(Pointing dataset excerpts)
———
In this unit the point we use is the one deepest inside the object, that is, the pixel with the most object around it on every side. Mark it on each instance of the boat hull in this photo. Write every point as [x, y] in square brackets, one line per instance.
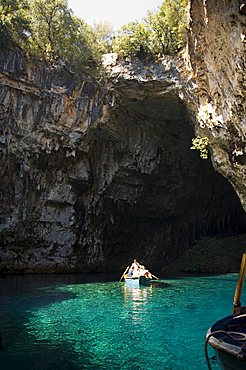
[230, 352]
[137, 281]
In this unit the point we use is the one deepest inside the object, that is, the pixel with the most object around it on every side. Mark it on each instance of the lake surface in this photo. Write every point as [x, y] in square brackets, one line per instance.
[74, 322]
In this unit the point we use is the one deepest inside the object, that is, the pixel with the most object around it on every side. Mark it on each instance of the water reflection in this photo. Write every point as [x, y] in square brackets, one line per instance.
[136, 300]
———
Exercise description: Format the lines of these rows as a JSON list of strings, one string per line, skipping blank lines and leaving out the pictures.

Exercise result:
[
  "In this unit the point we use is the one deepest inside the object, that is, the pixel with the most object around it on every side. Mark it on each instance of the boat hull in this photo. Write every point as [x, y] in square brackets, one line per instance.",
  "[230, 352]",
  "[137, 281]",
  "In this unit the point we use is the one deepest inside the object, that is, the pixel with the most object around it on every side. Mark it on each instance of the lake surface in this photo. Write every point as [x, y] in square brackets, one line per instance.",
  "[74, 322]",
  "In this unit the point we use is the one deepest inside the object, that is, the pixel with the most object around it on every side. Mark it on each instance of the water reflection in this photo. Write every point as [x, y] in square brackets, one line per instance.",
  "[136, 300]"
]